(Short exercise): Gather every line in the data below that contains the string "pattern", treating uppercase and lowercase letters as different.

(Material for this exercise):
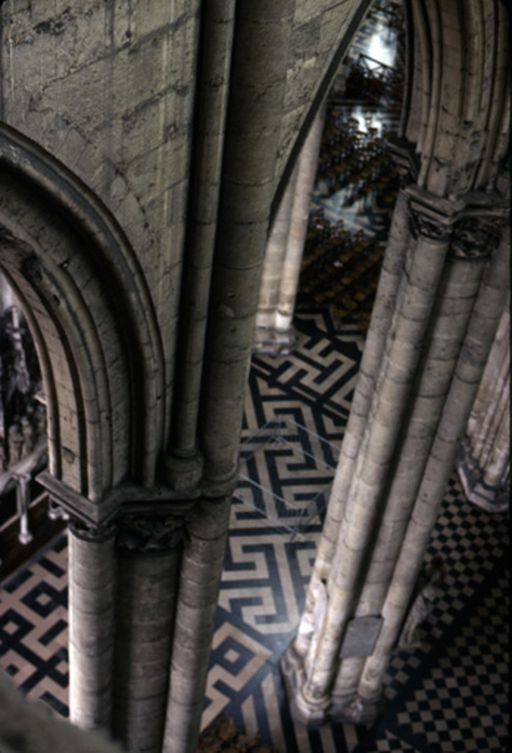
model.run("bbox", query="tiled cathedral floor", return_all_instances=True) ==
[0,309,508,753]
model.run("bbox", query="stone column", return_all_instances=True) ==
[163,499,231,753]
[255,105,325,355]
[457,306,510,512]
[282,192,508,723]
[69,522,115,729]
[295,191,410,656]
[113,515,183,753]
[358,223,510,703]
[331,214,494,715]
[255,169,297,346]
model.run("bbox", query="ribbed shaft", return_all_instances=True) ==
[163,499,231,753]
[303,226,448,703]
[359,229,509,698]
[113,547,181,753]
[69,525,116,729]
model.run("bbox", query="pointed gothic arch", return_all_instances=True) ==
[0,124,163,504]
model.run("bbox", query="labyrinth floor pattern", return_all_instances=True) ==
[0,309,508,753]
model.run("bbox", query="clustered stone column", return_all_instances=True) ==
[113,514,183,753]
[457,305,510,512]
[69,521,116,729]
[282,186,506,723]
[255,106,325,355]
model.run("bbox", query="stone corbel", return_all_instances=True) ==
[37,471,200,527]
[117,509,194,552]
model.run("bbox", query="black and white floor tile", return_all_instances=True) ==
[0,308,508,753]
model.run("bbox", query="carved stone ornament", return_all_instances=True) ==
[69,520,116,543]
[450,217,503,259]
[117,515,186,552]
[409,204,451,242]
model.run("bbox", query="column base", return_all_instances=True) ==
[254,327,297,356]
[280,643,384,729]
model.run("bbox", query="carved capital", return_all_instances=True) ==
[69,518,116,544]
[450,216,503,260]
[409,204,451,243]
[117,513,192,552]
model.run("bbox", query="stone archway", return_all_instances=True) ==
[0,125,163,727]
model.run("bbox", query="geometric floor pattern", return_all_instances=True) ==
[0,309,509,753]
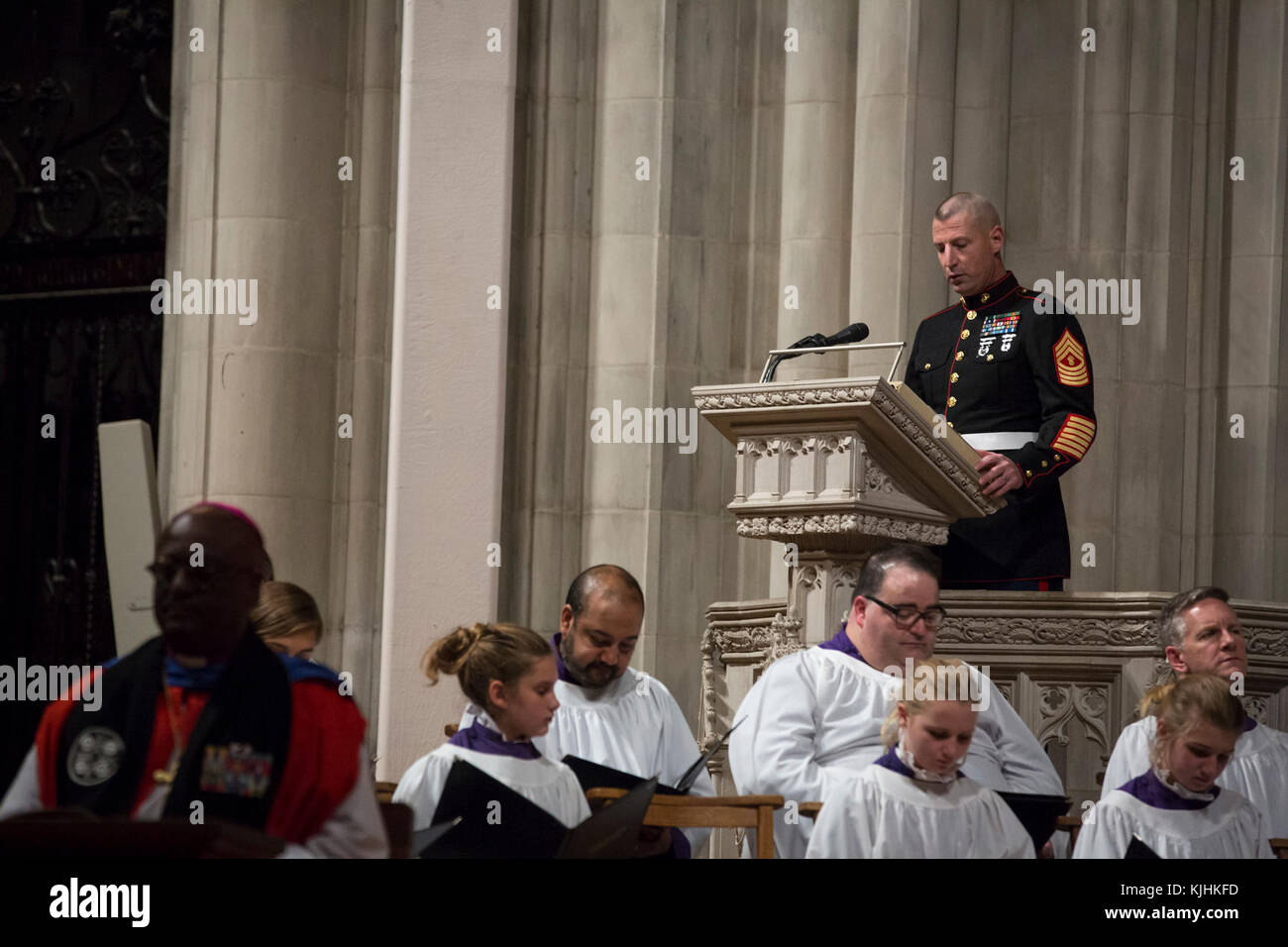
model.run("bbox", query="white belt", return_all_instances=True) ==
[962,430,1038,451]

(Response to the task):
model.run("bbox", query="labyrinth floor pattern", return_all_instances=True) ==
model.run("bbox", query="geometric floor pattern", return_all_instances=True) ==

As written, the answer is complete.